- [INFORMATION SUPPLIED]
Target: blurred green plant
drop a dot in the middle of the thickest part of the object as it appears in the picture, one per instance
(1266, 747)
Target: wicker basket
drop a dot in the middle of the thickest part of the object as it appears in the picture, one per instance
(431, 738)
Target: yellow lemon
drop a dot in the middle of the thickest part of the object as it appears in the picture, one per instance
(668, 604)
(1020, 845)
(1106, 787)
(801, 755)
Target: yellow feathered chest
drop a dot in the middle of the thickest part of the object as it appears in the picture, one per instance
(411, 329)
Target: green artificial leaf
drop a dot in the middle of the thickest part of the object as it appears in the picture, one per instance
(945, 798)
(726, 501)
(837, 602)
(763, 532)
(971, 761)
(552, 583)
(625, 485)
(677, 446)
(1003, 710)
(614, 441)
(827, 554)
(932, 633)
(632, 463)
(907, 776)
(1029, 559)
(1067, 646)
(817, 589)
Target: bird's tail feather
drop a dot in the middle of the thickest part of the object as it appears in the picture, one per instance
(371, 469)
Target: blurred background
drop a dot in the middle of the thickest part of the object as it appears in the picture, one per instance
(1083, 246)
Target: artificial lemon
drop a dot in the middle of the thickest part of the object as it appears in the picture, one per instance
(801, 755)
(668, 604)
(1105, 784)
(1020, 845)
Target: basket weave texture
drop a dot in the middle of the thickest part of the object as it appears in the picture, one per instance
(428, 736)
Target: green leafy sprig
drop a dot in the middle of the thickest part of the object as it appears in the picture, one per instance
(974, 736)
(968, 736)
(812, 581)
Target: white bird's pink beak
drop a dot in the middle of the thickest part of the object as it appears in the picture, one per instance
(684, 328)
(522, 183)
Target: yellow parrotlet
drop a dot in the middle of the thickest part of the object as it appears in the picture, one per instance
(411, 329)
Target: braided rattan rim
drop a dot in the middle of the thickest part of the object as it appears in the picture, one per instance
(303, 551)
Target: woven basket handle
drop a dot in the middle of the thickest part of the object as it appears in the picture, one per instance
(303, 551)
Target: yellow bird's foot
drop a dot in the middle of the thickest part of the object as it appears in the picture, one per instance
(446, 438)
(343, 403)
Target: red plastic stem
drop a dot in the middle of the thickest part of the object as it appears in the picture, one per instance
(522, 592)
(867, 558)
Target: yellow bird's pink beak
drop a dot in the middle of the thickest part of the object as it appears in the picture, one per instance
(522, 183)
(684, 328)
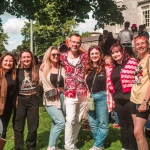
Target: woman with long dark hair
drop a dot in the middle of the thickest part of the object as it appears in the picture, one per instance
(27, 104)
(7, 88)
(96, 83)
(120, 82)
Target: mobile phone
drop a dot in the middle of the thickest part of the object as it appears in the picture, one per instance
(138, 105)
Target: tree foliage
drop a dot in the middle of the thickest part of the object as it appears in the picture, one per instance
(85, 34)
(45, 36)
(104, 11)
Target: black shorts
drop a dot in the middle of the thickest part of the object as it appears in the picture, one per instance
(143, 115)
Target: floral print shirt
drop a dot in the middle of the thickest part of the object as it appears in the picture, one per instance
(74, 76)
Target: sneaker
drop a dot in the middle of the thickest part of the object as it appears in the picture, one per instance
(53, 148)
(73, 148)
(86, 127)
(116, 125)
(96, 148)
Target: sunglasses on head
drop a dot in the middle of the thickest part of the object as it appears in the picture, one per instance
(54, 54)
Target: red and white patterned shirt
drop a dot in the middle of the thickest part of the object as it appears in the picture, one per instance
(74, 76)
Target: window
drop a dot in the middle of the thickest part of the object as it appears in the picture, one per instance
(146, 15)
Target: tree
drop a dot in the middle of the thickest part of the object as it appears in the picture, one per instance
(104, 11)
(85, 34)
(3, 39)
(45, 36)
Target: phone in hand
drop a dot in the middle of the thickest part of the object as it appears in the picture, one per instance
(138, 105)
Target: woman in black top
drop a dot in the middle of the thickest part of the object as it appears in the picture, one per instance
(98, 119)
(7, 88)
(27, 80)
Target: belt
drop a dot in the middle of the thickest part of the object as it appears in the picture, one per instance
(27, 96)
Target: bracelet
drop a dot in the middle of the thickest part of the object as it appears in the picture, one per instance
(145, 100)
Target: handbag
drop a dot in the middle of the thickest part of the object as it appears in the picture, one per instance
(54, 92)
(90, 101)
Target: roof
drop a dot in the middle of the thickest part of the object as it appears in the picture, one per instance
(89, 39)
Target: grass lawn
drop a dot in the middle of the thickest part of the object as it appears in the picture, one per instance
(85, 140)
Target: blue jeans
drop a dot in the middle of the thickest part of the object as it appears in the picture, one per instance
(58, 123)
(62, 101)
(116, 118)
(98, 119)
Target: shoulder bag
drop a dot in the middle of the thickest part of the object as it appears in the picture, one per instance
(90, 101)
(54, 92)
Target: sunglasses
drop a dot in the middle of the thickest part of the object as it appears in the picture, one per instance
(54, 54)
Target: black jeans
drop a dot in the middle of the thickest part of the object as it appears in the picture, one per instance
(127, 128)
(27, 108)
(5, 119)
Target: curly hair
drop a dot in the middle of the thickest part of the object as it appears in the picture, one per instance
(89, 63)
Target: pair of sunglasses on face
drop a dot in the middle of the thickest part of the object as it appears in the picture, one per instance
(55, 54)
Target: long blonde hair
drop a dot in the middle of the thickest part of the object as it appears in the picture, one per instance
(47, 61)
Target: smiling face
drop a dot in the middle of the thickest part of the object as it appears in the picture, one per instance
(26, 59)
(141, 46)
(54, 56)
(117, 55)
(75, 43)
(7, 63)
(94, 55)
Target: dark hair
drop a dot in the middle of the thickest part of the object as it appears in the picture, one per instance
(89, 63)
(110, 35)
(121, 49)
(12, 71)
(63, 48)
(77, 35)
(35, 74)
(127, 24)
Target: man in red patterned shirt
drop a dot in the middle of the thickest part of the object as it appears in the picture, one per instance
(75, 90)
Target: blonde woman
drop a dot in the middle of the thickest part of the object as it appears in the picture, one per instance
(54, 105)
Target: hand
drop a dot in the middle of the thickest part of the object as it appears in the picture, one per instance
(142, 107)
(42, 66)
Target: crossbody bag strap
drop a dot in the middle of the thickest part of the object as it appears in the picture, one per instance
(147, 66)
(58, 76)
(93, 83)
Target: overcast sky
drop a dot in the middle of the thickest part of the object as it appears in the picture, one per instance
(13, 25)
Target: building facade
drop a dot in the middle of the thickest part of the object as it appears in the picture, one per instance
(137, 12)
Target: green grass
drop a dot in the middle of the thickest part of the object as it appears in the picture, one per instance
(85, 140)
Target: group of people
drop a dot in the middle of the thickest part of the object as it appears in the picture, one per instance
(81, 75)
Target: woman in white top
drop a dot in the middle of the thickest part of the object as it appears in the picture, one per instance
(54, 106)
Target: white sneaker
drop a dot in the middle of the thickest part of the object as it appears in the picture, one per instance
(71, 148)
(96, 148)
(53, 148)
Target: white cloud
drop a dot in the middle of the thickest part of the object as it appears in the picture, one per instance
(88, 25)
(13, 25)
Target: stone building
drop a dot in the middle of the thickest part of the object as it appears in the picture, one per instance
(91, 40)
(137, 12)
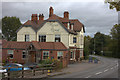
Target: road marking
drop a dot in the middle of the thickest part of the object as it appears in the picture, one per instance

- [ASSIGNMENT] Each line of the entries above that contains "basket" must be copied into the answer.

- [ANSWER]
Target: wicker basket
Target: basket weave texture
Target: woven basket handle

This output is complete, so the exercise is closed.